§ INSTRUCCIONES:
(a) Según el documento, ¿con qué se compara la forma en que los medios ventilan hoy la información?
(b) Edita el documento: vuelve a escribir el fragmento que empieza con "Dicho desde la" y sigue hasta "de toda manipulación.", y pon "adversarios" en lugar de "oponentes".

§ DOCUMENTO:
——
El pueblo tiene derecho a exigir un alto al carnaval infamante en que se ha convertido la información, ventilada actualmente por los medios en forma similar a los pesticidas con que son rociados criminalmente los campos de cultivo.

Dicho desde la persona plural del común soberano, lo cierto es que no queremos que nadie nos cultive: preferimos cultivarnos. 

Póngannos enfrente a los oponentes más radicales con sus ideas y sus razones (para ver todo lo que realmente hay, y no sólo imaginarnos lo que hay), y sabremos perfectamente hacer la parte justa y necesaria. Es el fin ipso-facto de toda manipulación.

El tiempo se detiene, la mente respira, observa y juzga. Se reivindica el individuo, su pensamiento cuenta.
——
§ FILAS:
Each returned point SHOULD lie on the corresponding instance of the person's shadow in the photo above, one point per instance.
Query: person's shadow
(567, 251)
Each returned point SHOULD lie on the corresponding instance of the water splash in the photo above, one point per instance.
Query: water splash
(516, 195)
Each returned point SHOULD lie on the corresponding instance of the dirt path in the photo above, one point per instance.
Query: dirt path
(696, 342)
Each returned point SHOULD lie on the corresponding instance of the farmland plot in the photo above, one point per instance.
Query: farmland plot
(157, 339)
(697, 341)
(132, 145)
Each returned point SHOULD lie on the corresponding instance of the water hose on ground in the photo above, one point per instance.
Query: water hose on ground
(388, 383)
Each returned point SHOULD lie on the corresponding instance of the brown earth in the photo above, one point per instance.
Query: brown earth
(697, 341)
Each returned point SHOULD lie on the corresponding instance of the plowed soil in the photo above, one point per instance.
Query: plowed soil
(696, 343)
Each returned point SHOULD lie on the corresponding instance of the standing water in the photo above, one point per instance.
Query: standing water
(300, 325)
——
§ SOLUCIONES POR TAREA:
(a) Con los pesticidas con que son rociados criminalmente los campos de cultivo.

(b)
Dicho desde la persona plural del común soberano, lo cierto es que no queremos que nadie nos cultive: preferimos cultivarnos. 

Póngannos enfrente a los adversarios más radicales con sus ideas y sus razones (para ver todo lo que realmente hay, y no sólo imaginarnos lo que hay), y sabremos perfectamente hacer la parte justa y necesaria. Es el fin ipso-facto de toda manipulación.